• **What you have to do**:
Print every one of the records below verbatim, leaving out the pictures.

Extracted data entries
---*---
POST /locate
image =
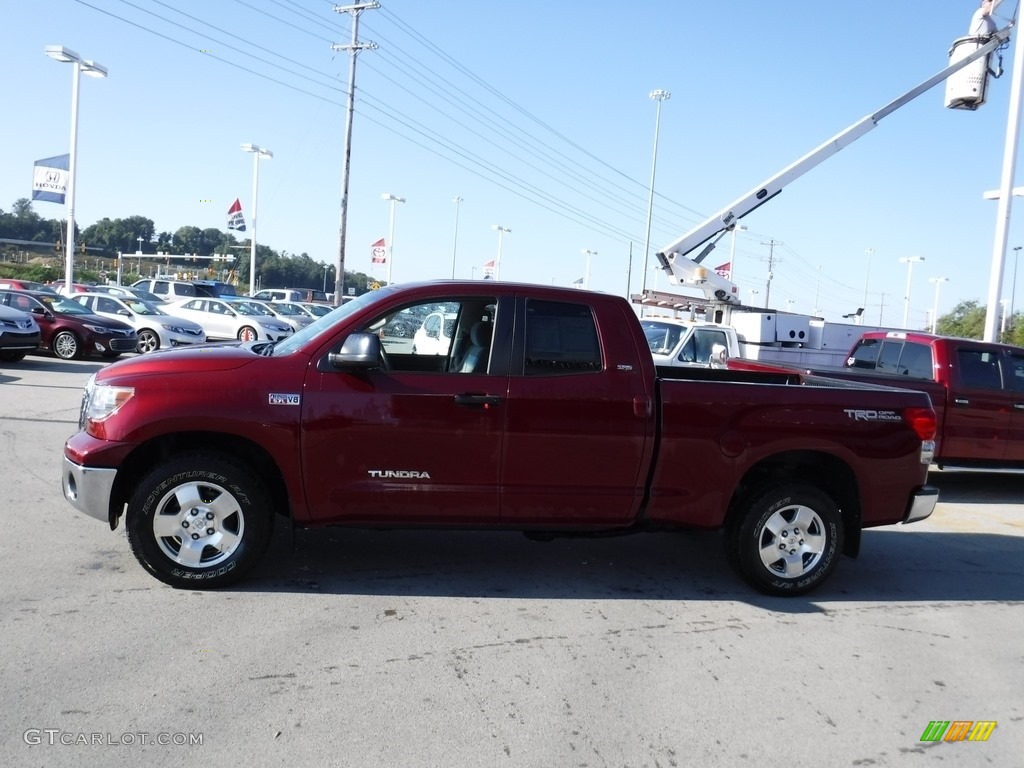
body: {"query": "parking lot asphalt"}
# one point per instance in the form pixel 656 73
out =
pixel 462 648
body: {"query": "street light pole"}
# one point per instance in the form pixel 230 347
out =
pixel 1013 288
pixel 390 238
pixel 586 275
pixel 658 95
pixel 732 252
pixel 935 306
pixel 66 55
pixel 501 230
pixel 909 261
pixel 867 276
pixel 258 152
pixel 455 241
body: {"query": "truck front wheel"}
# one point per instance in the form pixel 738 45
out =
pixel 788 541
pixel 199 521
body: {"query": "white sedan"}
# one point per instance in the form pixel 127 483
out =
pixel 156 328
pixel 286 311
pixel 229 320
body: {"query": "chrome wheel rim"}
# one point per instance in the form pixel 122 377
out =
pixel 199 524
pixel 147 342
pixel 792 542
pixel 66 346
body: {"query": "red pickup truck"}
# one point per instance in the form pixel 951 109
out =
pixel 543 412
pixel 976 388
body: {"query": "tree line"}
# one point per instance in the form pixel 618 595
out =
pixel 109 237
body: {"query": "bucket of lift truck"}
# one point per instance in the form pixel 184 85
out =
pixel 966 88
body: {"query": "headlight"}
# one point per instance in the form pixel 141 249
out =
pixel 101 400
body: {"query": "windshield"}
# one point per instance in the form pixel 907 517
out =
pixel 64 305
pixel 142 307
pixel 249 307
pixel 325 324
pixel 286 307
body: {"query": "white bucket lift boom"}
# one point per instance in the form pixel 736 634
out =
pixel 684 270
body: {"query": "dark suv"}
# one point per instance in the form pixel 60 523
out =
---*---
• **Written solution**:
POST /locate
image =
body: {"query": "parking lot asphalt"}
# one point per instance in the form pixel 656 73
out =
pixel 462 648
body: {"query": "street light pole"}
# one point per instance in the form pixel 230 347
out =
pixel 1013 288
pixel 390 238
pixel 586 275
pixel 658 95
pixel 732 252
pixel 935 306
pixel 66 55
pixel 501 230
pixel 909 261
pixel 867 276
pixel 258 152
pixel 455 241
body: {"query": "truck front wheel"}
# one point per instance in the form pixel 738 45
out =
pixel 788 541
pixel 199 521
body: {"query": "white sedan"}
# one point per instance in the form pixel 127 483
out =
pixel 156 328
pixel 286 311
pixel 229 320
body: {"query": "chrome wheel rim"}
# one point per instance in the form pixel 122 377
out =
pixel 199 524
pixel 147 342
pixel 792 542
pixel 66 346
body: {"query": "red pickup truck"}
# one point per instance in the form pixel 951 109
out =
pixel 543 412
pixel 976 388
body: {"query": "tree line"}
# one point per instance in the form pixel 618 595
out =
pixel 109 237
body: {"query": "bucket of lift truck"}
# one point per instance in the form pixel 184 85
out =
pixel 966 88
body: {"query": "headlight"}
# one point per instance in the form pixel 141 249
out =
pixel 101 400
body: {"query": "windshield"}
# one point per instance in the form pixel 907 517
out =
pixel 64 305
pixel 142 307
pixel 249 307
pixel 325 324
pixel 286 307
body: {"query": "white bucket lift boom"}
# one point per instance in the form pixel 736 634
out =
pixel 684 270
body: {"query": "dark suv"}
# one point per instance in the form pixel 60 523
out =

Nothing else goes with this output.